§ **Given problem**
Convert everything from the line containing "the bird's tail" down to the end of the records into a Markdown table with the columns Row and Text. Number each line in Row and leave out blank lines.

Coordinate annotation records
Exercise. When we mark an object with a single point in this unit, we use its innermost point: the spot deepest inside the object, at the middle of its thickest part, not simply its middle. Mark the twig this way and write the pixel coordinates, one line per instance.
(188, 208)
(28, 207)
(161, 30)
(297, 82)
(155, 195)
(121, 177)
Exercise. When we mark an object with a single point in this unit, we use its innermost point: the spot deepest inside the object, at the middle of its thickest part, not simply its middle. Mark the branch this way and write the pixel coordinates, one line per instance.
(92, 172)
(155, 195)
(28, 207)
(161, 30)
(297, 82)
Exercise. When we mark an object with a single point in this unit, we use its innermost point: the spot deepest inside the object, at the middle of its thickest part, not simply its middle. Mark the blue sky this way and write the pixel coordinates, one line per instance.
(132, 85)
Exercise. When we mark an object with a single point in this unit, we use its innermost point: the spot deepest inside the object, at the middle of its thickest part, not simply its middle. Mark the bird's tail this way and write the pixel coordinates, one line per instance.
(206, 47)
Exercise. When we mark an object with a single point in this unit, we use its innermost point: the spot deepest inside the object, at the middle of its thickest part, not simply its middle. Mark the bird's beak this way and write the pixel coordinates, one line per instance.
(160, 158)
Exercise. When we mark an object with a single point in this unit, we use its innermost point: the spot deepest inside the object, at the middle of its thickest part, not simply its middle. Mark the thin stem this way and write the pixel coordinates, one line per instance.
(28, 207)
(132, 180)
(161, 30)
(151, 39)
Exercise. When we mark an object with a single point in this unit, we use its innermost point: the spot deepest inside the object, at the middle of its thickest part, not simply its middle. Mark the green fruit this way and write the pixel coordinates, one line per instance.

§ **Answer for this exercise**
| Row | Text |
|---|---|
| 1 | Exercise. When we mark an object with a single point in this unit, we use its innermost point: the spot deepest inside the object, at the middle of its thickest part, not simply its middle. Mark the bird's tail this way and write the pixel coordinates, one line per instance. |
| 2 | (206, 47) |
| 3 | Exercise. When we mark an object with a single point in this unit, we use its innermost point: the spot deepest inside the object, at the middle of its thickest part, not simply its middle. Mark the bird's beak this way and write the pixel coordinates, one line per instance. |
| 4 | (160, 158) |
| 5 | Exercise. When we mark an object with a single point in this unit, we use its innermost point: the spot deepest inside the object, at the middle of its thickest part, not simply its middle. Mark the thin stem this way and write the pixel coordinates, one line per instance. |
| 6 | (28, 207) |
| 7 | (132, 180) |
| 8 | (161, 30) |
| 9 | (151, 39) |
| 10 | Exercise. When we mark an object with a single point in this unit, we use its innermost point: the spot deepest inside the object, at the middle of its thickest part, not simply its middle. Mark the green fruit this way and write the pixel coordinates, one line per instance. |